▸ **Object pointing dataset rows**:
[Start]
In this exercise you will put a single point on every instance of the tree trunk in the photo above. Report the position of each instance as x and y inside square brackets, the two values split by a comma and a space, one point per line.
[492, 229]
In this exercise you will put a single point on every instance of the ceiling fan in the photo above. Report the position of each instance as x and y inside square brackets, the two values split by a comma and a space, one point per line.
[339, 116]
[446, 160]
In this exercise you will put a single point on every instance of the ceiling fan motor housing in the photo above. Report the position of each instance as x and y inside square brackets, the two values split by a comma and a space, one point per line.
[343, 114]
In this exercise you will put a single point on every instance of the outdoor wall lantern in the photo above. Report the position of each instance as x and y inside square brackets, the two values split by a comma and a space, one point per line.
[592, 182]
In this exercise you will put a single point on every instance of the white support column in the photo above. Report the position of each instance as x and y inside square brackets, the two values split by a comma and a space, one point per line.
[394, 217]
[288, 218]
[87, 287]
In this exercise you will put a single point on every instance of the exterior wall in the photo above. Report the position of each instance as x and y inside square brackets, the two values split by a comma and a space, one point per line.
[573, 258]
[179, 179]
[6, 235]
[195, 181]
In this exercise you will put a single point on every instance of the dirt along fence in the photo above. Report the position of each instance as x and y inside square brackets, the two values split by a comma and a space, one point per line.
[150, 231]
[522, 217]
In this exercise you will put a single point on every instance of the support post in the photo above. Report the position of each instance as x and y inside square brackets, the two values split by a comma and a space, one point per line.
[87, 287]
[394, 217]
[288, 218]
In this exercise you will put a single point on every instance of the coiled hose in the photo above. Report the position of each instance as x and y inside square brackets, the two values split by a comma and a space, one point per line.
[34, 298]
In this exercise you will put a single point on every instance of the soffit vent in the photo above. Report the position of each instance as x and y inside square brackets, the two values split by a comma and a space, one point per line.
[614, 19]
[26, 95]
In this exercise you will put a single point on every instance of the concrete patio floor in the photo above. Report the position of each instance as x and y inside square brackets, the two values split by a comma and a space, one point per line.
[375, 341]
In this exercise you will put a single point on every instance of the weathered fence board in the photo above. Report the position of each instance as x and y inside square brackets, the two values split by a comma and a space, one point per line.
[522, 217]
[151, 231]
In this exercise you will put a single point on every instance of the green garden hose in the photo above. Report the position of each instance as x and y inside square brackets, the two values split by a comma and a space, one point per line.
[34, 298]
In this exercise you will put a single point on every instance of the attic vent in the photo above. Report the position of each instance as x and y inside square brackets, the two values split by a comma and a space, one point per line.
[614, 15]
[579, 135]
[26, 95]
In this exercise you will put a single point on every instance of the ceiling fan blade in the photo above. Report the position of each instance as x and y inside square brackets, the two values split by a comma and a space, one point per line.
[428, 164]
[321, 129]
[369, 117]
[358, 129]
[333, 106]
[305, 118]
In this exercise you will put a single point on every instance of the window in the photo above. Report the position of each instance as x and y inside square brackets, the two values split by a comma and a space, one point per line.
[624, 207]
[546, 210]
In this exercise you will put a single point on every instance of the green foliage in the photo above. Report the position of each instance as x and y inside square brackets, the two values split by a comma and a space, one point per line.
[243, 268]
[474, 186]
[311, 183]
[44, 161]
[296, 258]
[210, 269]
[End]
▸ **Stated task**:
Copy each line exactly, from the line containing "of the window" down to the last line of the material, and no other lines.

▸ **Output of the task**:
In this exercise you will put a single point on every instance of the window in the photo above. Report the position of each instance as x and y inside square brackets, the two values split by a comma and a space, one point per line.
[624, 207]
[546, 210]
In this exercise you will put a single point on every instance of the green foliage in the photo above. Report the position of each instance as x and y inside square brackets, the two values split by a comma and a space, one point per line.
[243, 268]
[474, 186]
[311, 183]
[44, 161]
[296, 258]
[210, 269]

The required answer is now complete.